____ SUPPLIED RECORDS

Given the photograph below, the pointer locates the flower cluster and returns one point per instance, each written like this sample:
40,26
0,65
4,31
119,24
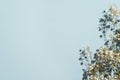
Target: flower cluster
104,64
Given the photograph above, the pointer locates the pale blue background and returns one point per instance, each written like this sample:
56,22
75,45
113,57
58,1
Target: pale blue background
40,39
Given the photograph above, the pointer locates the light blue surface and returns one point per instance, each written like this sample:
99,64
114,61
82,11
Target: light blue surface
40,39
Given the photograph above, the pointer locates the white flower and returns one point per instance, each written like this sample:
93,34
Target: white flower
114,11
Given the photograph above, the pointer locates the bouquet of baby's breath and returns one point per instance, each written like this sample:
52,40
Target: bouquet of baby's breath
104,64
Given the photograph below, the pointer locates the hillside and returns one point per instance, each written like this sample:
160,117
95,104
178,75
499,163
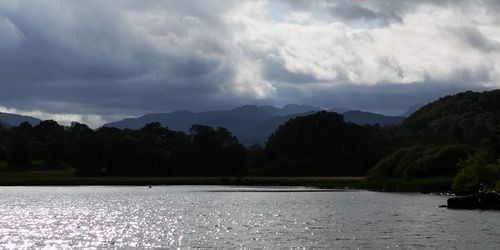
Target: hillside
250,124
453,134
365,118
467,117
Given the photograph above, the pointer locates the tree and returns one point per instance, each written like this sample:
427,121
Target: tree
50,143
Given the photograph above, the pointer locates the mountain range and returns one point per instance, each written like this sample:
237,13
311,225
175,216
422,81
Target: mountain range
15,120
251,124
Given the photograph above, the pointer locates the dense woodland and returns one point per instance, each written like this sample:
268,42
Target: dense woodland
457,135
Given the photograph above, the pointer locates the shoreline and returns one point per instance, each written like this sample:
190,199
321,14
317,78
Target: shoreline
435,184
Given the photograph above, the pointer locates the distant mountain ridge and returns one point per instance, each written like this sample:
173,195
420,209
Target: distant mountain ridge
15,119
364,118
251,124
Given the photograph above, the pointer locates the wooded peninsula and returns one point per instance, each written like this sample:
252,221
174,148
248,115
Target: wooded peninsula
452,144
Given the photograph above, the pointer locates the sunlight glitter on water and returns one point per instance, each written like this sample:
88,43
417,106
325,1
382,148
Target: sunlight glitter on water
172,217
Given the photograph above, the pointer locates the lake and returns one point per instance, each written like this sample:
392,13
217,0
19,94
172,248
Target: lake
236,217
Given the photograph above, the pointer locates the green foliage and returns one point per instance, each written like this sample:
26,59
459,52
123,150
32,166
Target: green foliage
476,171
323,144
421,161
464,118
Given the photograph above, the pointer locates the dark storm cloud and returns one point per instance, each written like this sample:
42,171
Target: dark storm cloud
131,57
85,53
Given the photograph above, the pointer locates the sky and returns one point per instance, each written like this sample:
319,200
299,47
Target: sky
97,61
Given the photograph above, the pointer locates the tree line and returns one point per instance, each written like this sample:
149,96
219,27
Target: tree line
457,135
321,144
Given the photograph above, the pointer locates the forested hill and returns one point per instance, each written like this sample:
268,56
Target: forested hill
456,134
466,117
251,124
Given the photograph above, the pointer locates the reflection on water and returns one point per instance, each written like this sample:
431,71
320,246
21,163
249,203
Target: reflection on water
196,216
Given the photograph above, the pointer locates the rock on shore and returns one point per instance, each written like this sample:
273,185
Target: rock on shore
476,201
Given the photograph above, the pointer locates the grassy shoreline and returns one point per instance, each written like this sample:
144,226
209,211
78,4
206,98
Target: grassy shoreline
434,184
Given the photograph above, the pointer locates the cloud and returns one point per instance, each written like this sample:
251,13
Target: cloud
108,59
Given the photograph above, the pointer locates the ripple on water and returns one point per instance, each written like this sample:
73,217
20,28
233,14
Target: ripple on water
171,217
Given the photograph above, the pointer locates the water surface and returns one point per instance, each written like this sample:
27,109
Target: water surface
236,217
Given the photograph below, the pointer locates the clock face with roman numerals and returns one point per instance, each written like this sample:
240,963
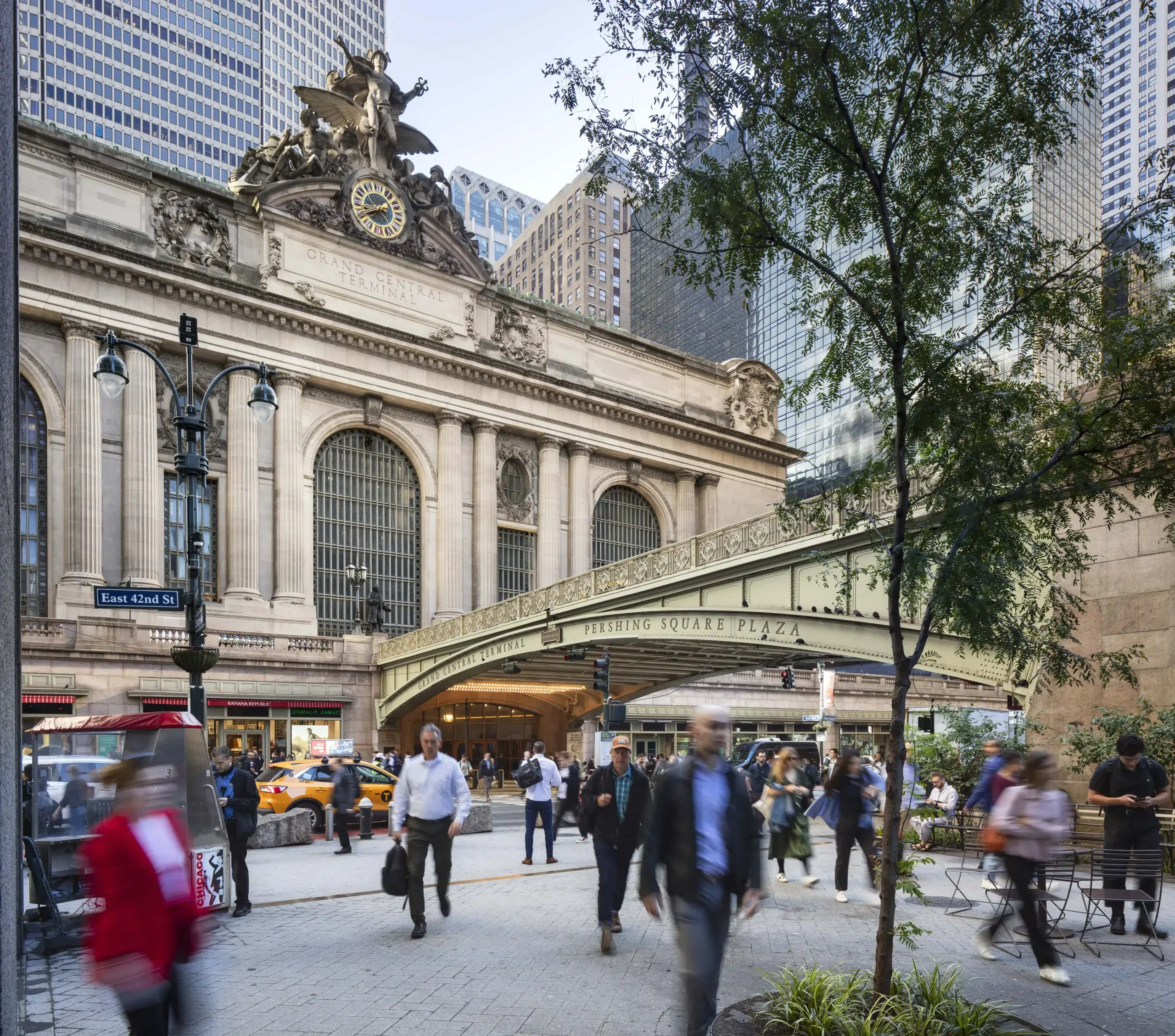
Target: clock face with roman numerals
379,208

________

WHAT YOU SHOULD DO.
Give the data again word for word, without images.

RESULT OF THE EXERCISE.
Given the photograph below, the pointer locates the flower cluster and returns one point per instance, each written like this sample:
40,26
0,65
4,31
119,24
Target: flower cluster
104,64
Given the photograph above, the pointer locates the pale blue background and returns one point per instance, each written like this sample:
56,22
75,45
113,57
58,1
Target: pale blue background
40,39
Given the photograph above, the pointer locates the light blue surface and returns one point per instance, each written like this sample:
99,64
114,61
82,11
Target: light blue surface
40,39
Given the photograph above, the pointer locates the white flower and returns one point per instance, each written like this sample:
93,34
Target: white flower
114,11
Given the photograph above, the pointer locates the bouquet of baby's breath and returns one point per instance, each written like this sample:
52,40
Target: bouquet of baby's breath
104,64
Given the photograph below, the pointer locates the hillside and returns one point per instance, each written like this sample:
160,117
95,104
178,75
499,163
Target: hillside
250,124
453,134
365,118
467,117
Given the photograph above, the pointer locates the tree and returns one point per instance, each written like this sample:
427,121
Target: tree
50,143
Given the photograph above, the pointer locates the mountain range and returns one point per instance, each written like this sample:
237,13
311,225
175,216
422,81
Target: mountain range
15,120
251,124
Given the photograph above, the pointer locates the dense woodland and returns one point per instance, each written like this sample:
268,42
Target: dense woodland
457,135
Given the photograph above, the pointer locates the shoreline and returns one point per instance, each written like this sample:
190,199
321,14
317,78
Target: shoreline
435,184
Given the photograph above, the pointer locates the distant mountain ridge and returns one point per instance, each written like this sample:
173,195
420,209
Target: distant mountain ridge
15,119
364,118
251,124
Given the photograph above, the pointer locates the wooded peninsula and returns one point per instance, each written like this sample:
252,221
174,148
248,115
Target: wooded peninsula
452,144
Given the photograph above, the pointer locates the sunlight glitter on water and returns one point per instance, each written like this sample:
88,43
417,106
325,1
382,148
Target: sunlight glitter on water
172,217
Given the photograph above, the pointer locates the lake and returns one point per instance, each written like this sample:
392,13
217,0
19,94
172,248
Target: lake
236,217
Given the photograph above, the pointer locates the green foliage and returns one point per instance, each written like this sample:
26,59
459,52
123,150
32,166
Target: green foliage
476,171
323,144
421,161
464,118
Given the photograph above, the pointer locates the dark storm cloud and returns one point per instance, each written like this sample:
42,171
Target: dark storm cloud
131,57
85,53
Given the photograph above, the pointer locates the sky and returns one point per instance, each written like this sample:
319,200
299,47
Target: sky
97,61
Given the photograph above, the pointer locates the tree line and returns one point per instance, each written like this sample:
149,96
219,27
Target: tree line
457,135
321,144
Given the photograph above, the pointer locates the forested hill and returns one point per instance, each written like this sample:
268,56
Target: forested hill
456,134
466,117
251,124
Given the photograph above, the pointer locates the reflection on water and returns one point per instance, each written like this sample:
431,71
320,246
21,163
249,203
Target: reflection on water
196,216
Given the photograph above, the pointer locates the rock on shore and returns one point per instance, each written like this sample:
273,185
Target: rock on shore
476,201
Given the photograph above, the pointer locates the grassy shoreline and returns one point per instance, each written like this sample:
144,226
209,211
78,4
206,98
Target: grassy shoreline
434,184
Given the photograph above, the pointer locates the cloud and returns one point per instance, each written like this sample:
251,13
Target: cloud
108,59
Given the photograph above, the pointer locates the ripple on water and returns one point per instance, each written like this sample:
73,217
20,28
233,14
Target: ripple on water
171,217
Given the photograph above, the pointer locates the water surface and returns one point per instance, each written like this sample:
27,109
Target: water surface
236,217
Given the photograph below, the pointer locates the clock face with roman numerals and returns one point per instance, each written like this sample:
240,963
Target: clock face with roman numerals
379,208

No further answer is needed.